# SOURCE DATA start

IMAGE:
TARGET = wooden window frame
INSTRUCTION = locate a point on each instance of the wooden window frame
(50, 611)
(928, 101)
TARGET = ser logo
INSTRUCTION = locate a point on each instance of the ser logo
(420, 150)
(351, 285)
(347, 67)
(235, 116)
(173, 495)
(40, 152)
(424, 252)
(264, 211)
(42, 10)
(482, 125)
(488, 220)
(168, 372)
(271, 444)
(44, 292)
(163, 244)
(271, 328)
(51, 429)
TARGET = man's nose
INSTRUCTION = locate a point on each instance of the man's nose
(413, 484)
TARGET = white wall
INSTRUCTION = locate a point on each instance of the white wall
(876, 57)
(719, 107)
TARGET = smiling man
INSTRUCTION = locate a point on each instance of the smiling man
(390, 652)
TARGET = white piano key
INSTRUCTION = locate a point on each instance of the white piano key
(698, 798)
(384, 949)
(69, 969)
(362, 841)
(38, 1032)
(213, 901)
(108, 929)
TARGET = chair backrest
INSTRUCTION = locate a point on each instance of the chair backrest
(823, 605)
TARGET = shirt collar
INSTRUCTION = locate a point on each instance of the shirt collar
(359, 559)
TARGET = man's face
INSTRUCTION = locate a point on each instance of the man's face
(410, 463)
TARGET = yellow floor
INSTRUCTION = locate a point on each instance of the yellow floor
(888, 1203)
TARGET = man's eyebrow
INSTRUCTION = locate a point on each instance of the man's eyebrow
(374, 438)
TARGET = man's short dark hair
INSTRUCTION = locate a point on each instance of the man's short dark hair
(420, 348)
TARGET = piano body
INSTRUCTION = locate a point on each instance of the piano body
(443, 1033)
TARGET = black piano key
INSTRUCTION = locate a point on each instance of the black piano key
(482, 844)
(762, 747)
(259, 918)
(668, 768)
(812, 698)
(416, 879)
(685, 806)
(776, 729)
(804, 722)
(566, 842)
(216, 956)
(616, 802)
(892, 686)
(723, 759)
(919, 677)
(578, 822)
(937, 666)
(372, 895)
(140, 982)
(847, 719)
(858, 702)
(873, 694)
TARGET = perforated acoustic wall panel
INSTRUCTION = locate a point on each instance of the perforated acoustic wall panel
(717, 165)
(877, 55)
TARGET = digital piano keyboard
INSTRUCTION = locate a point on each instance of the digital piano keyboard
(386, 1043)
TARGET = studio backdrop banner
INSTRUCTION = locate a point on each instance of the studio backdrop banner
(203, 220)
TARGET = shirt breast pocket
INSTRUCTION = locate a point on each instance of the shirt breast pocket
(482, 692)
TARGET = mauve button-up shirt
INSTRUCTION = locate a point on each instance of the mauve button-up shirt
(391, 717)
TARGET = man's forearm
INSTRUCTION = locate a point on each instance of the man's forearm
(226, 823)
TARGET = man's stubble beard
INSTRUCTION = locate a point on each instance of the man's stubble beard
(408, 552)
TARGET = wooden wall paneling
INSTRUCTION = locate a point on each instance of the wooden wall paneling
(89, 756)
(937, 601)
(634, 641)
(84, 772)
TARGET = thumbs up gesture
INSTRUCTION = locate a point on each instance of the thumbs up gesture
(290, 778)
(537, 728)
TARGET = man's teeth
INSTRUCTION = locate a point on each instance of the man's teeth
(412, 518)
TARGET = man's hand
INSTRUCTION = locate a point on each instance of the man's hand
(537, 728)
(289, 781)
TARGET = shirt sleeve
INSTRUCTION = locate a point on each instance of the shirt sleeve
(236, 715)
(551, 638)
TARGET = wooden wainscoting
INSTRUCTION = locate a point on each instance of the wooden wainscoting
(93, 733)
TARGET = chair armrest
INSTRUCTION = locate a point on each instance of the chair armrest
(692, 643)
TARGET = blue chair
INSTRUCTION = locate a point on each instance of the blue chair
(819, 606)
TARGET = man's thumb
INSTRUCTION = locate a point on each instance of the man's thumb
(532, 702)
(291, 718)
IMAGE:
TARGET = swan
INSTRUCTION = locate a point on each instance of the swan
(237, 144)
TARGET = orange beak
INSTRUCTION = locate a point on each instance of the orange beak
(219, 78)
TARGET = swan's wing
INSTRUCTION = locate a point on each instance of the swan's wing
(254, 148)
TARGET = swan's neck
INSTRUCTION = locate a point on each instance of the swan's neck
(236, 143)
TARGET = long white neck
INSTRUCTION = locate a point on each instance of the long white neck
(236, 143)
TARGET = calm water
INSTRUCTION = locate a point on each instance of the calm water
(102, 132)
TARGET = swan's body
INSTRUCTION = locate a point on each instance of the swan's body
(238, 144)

# SOURCE DATA end

WHAT IS EXPECTED => Rewrite all of the data above, switching each "instance" to "occurrence" and leaving everything else unchanged.

SOLUTION =>
IMAGE:
TARGET = wooden window frame
INSTRUCTION = locate a point on each occurrence of the wooden window frame
(50, 611)
(928, 101)
TARGET = ser logo
INSTRUCTION = locate a point on each occurrence of the ser logo
(420, 150)
(351, 285)
(347, 67)
(235, 116)
(173, 495)
(40, 152)
(424, 252)
(264, 211)
(42, 10)
(482, 125)
(488, 220)
(168, 372)
(271, 444)
(44, 292)
(163, 244)
(271, 328)
(51, 429)
TARGET = man's nose
INSTRUCTION = locate a point on each occurrence of the man's nose
(413, 484)
TARGET = white wall
INSTRUCTION = locate a point on each occurrence of the white wall
(876, 57)
(719, 107)
TARGET = smiling man
INSTRUCTION = locate a point on each occurrence of the smiling man
(390, 652)
TARGET = white piano key
INSTRUCTION = locate a point on each occurrence of the white piano key
(698, 798)
(384, 949)
(69, 969)
(362, 841)
(38, 1032)
(213, 901)
(108, 929)
TARGET = chair backrest
INSTRUCTION = locate a point on each occurrence of the chair backrest
(823, 605)
TARGET = shirt collar
INSTRUCTION = locate a point on each occurrence of the shirt collar
(359, 559)
TARGET = man's face
INSTRUCTION = locate a point on each occurrence of the man's face
(410, 463)
TARGET = yellow floor
INSTRUCTION = locate a point on each occurrence of the yellow floor
(888, 1203)
TARGET = man's eyebrow
INSTRUCTION = locate a point on each occurrence of the man's eyebrow
(374, 438)
TARGET = man's short dark hair
INSTRUCTION = locate a point on each occurrence of the man's short dark hair
(420, 348)
TARGET = piano body
INSTRUCTION = locate a point on each occurrence of the piano body
(443, 1033)
TARGET = black piano key
INSTRUCTION = locate a point on each occurrence of the black piano key
(482, 844)
(762, 747)
(259, 918)
(668, 768)
(812, 698)
(416, 879)
(685, 806)
(776, 729)
(804, 722)
(566, 842)
(216, 956)
(616, 802)
(892, 686)
(723, 759)
(919, 677)
(578, 822)
(937, 666)
(372, 895)
(140, 982)
(847, 719)
(858, 702)
(873, 694)
TARGET = perforated acoustic wall panel
INSTRUCTION = locate a point on each occurrence of the perforated acoustic wall panel
(717, 165)
(877, 55)
TARGET = digital piano keyboard
INSTRUCTION = locate a point on each occurrence of the digital piano keyboard
(386, 1043)
TARGET = studio backdrop banner
INSTRUCTION = locate a point on each occurrence of the studio backdrop banner
(203, 220)
TARGET = shirt breast pocket
INSTRUCTION = locate a point on each occurrence of the shirt breast pocket
(482, 692)
TARGET = mauve button-up shirt
INSTRUCTION = locate a point on each occurrence of the mauve button-up shirt
(391, 717)
TARGET = man's forearm
INSTRUCTION = locate a point on each occurrence of the man's forearm
(226, 823)
TARGET = man's stubble beard
INSTRUCTION = locate a point on each occurrence of the man's stubble beard
(408, 552)
TARGET = wooden wall paneling
INSTRUCTION = locate a point on each occurrence of the wooden wall paneling
(89, 756)
(937, 601)
(634, 641)
(84, 772)
TARGET = thumbs up gesture
INSTRUCTION = locate a point on each occurrence of the thumbs up gesture
(290, 778)
(537, 728)
TARGET = man's teeth
INSTRUCTION = locate a point on each occurrence of the man's teeth
(412, 518)
TARGET = man's hand
INSTRUCTION = locate a point on each occurrence of the man's hand
(537, 728)
(289, 781)
TARGET = shirt sleeve
INSTRUCTION = locate a point on each occurrence of the shirt sleeve
(236, 715)
(551, 638)
TARGET = wooden wainscoting
INSTRUCTION = locate a point on each occurrence of the wooden wainscoting
(93, 733)
TARGET = chair armrest
INSTRUCTION = locate a point on each occurrence of the chair armrest
(692, 643)
TARGET = blue chair
INSTRUCTION = locate a point on each occurrence of the blue chair
(819, 606)
TARGET = man's thumb
INSTRUCTION = locate a point on each occurrence of the man's thumb
(532, 702)
(291, 718)
IMAGE:
TARGET = swan
INSTRUCTION = locate a point on each occurrence of the swan
(237, 144)
TARGET = orange beak
INSTRUCTION = locate a point on each occurrence of the orange beak
(219, 78)
TARGET = swan's wing
INSTRUCTION = locate a point on each occurrence of the swan's wing
(254, 148)
TARGET = swan's neck
INSTRUCTION = locate a point on each occurrence of the swan's neck
(236, 143)
TARGET = long white neck
INSTRUCTION = locate a point on each occurrence of the long white neck
(236, 143)
TARGET = calm water
INSTRUCTION = locate a point on each occurrence of the calm water
(102, 132)
TARGET = swan's body
INSTRUCTION = locate a point on each occurrence of the swan's body
(238, 144)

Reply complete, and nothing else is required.